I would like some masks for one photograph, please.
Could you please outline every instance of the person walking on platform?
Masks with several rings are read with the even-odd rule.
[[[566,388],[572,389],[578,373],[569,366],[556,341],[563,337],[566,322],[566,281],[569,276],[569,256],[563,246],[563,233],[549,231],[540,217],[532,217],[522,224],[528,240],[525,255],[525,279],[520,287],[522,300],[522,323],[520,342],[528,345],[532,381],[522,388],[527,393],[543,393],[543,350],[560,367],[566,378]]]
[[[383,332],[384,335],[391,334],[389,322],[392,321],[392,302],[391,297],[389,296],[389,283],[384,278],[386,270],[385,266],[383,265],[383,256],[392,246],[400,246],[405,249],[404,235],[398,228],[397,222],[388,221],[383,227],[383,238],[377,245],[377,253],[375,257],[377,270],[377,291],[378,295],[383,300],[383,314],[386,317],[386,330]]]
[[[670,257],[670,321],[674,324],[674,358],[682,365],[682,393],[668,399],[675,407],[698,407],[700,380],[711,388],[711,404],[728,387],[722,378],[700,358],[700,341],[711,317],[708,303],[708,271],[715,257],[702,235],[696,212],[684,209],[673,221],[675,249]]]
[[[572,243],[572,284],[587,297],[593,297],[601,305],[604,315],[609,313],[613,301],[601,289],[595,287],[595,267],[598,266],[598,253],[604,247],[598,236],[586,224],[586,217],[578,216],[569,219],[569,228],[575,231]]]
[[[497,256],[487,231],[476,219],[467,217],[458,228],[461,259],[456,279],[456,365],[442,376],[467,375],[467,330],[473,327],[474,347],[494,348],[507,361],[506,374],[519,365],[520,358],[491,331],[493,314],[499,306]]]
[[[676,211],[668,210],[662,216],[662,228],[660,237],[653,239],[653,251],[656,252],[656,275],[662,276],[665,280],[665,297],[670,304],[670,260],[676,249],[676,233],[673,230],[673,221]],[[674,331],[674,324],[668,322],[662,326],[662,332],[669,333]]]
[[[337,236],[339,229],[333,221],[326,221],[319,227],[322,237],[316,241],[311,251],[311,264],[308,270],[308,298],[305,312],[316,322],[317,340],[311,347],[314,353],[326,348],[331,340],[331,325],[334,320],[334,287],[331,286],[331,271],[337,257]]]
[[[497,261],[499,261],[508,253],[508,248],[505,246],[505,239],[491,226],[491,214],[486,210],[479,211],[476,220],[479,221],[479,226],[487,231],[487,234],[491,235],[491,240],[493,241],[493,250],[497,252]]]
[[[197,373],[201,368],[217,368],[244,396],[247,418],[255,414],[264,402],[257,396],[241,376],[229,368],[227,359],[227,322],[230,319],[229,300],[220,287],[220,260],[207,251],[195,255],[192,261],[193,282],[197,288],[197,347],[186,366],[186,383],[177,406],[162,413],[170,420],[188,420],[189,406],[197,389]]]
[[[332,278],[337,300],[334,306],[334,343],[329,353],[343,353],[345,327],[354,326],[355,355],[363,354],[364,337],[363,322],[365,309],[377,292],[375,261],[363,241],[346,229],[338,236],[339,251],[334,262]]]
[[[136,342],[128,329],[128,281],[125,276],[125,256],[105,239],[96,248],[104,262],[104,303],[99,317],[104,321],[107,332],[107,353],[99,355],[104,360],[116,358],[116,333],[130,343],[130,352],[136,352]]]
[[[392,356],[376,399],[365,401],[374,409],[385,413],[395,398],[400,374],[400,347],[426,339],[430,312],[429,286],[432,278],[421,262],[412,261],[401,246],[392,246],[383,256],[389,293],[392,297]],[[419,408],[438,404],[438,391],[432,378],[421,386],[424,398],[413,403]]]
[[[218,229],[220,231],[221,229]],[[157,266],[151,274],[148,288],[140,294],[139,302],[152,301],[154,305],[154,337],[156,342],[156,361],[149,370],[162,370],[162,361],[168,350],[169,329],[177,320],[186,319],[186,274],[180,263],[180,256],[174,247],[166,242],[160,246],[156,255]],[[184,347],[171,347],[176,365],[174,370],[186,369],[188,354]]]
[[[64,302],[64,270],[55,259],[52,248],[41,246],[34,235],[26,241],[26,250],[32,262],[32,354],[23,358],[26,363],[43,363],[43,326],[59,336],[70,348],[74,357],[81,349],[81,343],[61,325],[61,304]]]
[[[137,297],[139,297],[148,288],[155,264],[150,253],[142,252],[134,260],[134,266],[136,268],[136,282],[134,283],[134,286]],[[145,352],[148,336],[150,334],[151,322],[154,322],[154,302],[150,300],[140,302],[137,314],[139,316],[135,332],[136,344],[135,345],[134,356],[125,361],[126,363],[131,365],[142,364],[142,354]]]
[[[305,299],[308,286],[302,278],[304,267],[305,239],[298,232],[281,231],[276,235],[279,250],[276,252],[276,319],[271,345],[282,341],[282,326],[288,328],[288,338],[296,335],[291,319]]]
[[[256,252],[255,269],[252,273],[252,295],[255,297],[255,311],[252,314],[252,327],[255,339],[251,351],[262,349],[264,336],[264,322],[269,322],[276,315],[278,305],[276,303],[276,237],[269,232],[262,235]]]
□ □ □ □
Rewrite all the items above, putting "standing on platform" wherever "walking on platform" appears and leaving everything else unchanged.

I would like some masks for one photograph, please.
Could you please outline every instance of the person standing on platform?
Masks with several rings are read with the even-odd rule.
[[[566,388],[572,389],[578,373],[569,366],[556,341],[563,337],[566,322],[566,281],[569,276],[569,256],[563,246],[563,233],[549,231],[540,217],[532,217],[522,224],[528,240],[525,255],[525,279],[520,287],[522,300],[522,323],[520,342],[528,345],[532,381],[522,388],[527,393],[543,393],[543,350],[560,367],[566,378]]]
[[[383,332],[384,335],[391,334],[389,322],[392,321],[392,302],[391,297],[389,296],[389,283],[384,278],[386,270],[385,266],[383,265],[383,256],[392,246],[400,246],[405,249],[404,235],[398,228],[397,222],[388,221],[383,227],[383,238],[377,245],[377,253],[375,257],[377,270],[377,291],[378,295],[383,300],[383,314],[386,317],[386,330]]]
[[[670,257],[670,321],[674,324],[674,358],[682,365],[682,393],[668,399],[675,407],[698,407],[700,380],[711,388],[711,404],[728,387],[722,378],[700,358],[700,341],[711,317],[708,303],[708,271],[715,257],[702,235],[696,212],[684,209],[673,221],[675,249]]]
[[[572,243],[572,284],[587,297],[593,297],[601,305],[604,315],[609,313],[613,301],[601,289],[595,287],[595,267],[598,266],[598,253],[604,247],[598,236],[586,224],[586,217],[578,216],[569,219],[569,228],[575,231]]]
[[[497,256],[487,231],[476,219],[467,217],[458,228],[461,259],[456,279],[456,365],[442,376],[467,375],[467,330],[473,327],[474,347],[494,348],[507,361],[506,374],[519,365],[520,358],[491,331],[493,314],[499,306]]]
[[[676,211],[668,210],[662,216],[662,228],[660,237],[653,239],[653,251],[656,252],[656,275],[662,276],[665,280],[665,297],[670,304],[670,260],[676,249],[676,233],[673,230],[673,221]],[[674,331],[674,324],[668,322],[662,326],[662,332],[669,333]]]
[[[337,236],[339,229],[333,221],[326,221],[319,227],[322,237],[316,241],[311,251],[311,264],[308,270],[308,298],[305,312],[316,322],[317,340],[311,347],[314,353],[326,348],[331,340],[331,325],[334,320],[334,287],[331,286],[331,271],[337,257]]]
[[[497,261],[499,261],[508,253],[508,248],[505,246],[505,239],[491,226],[491,214],[486,210],[479,211],[476,220],[479,221],[479,226],[487,231],[487,234],[491,235],[491,240],[493,241],[493,250],[497,252]]]
[[[197,373],[201,368],[217,368],[244,396],[247,418],[255,414],[264,402],[257,396],[241,376],[229,368],[227,359],[227,322],[230,319],[229,300],[220,287],[220,260],[207,251],[195,255],[192,261],[193,282],[197,288],[197,347],[186,366],[186,383],[177,406],[162,413],[170,420],[188,420],[189,406],[197,389]]]
[[[332,278],[337,300],[334,306],[334,343],[329,353],[343,353],[345,327],[354,326],[355,355],[363,354],[364,337],[363,322],[365,309],[377,292],[375,261],[363,241],[346,229],[338,236],[339,251],[334,262]]]
[[[136,342],[128,329],[128,281],[125,276],[125,256],[105,239],[96,248],[104,262],[104,303],[99,317],[104,321],[107,332],[107,353],[99,355],[104,360],[116,358],[116,333],[130,343],[130,352],[136,352]]]
[[[392,356],[376,399],[365,401],[374,409],[385,413],[395,398],[400,374],[400,347],[426,339],[430,312],[429,286],[432,278],[421,262],[412,261],[401,246],[392,246],[383,256],[389,293],[392,297]],[[419,408],[438,404],[438,391],[432,378],[421,386],[424,398],[413,403]]]
[[[218,229],[220,231],[221,229]],[[157,266],[151,274],[148,288],[140,294],[139,302],[152,301],[154,305],[154,337],[156,342],[156,361],[149,370],[162,370],[162,361],[168,350],[169,329],[177,320],[186,319],[186,274],[180,263],[180,256],[174,247],[166,242],[160,246],[156,255]],[[184,347],[171,347],[176,365],[174,370],[186,369],[188,354]]]
[[[64,302],[64,270],[55,259],[52,248],[41,246],[34,235],[26,241],[26,250],[32,262],[32,354],[23,358],[26,363],[43,363],[43,326],[59,336],[70,348],[74,357],[81,349],[81,343],[61,325],[61,304]]]
[[[137,297],[139,297],[148,288],[155,264],[150,253],[142,252],[134,260],[134,266],[136,268],[136,282],[134,283],[134,286]],[[145,352],[148,336],[150,334],[151,322],[154,322],[154,302],[150,300],[140,302],[137,314],[139,316],[135,332],[136,344],[135,345],[134,356],[125,361],[126,363],[131,365],[142,364],[142,354]]]
[[[305,299],[308,286],[302,278],[304,267],[305,239],[298,232],[281,231],[276,235],[279,250],[276,252],[276,319],[271,345],[282,341],[282,326],[288,328],[288,338],[296,335],[291,319]]]
[[[256,252],[255,269],[252,273],[252,295],[255,297],[255,311],[252,314],[252,327],[255,339],[251,351],[262,349],[264,336],[264,322],[269,322],[276,315],[278,305],[276,303],[276,237],[269,232],[262,235]]]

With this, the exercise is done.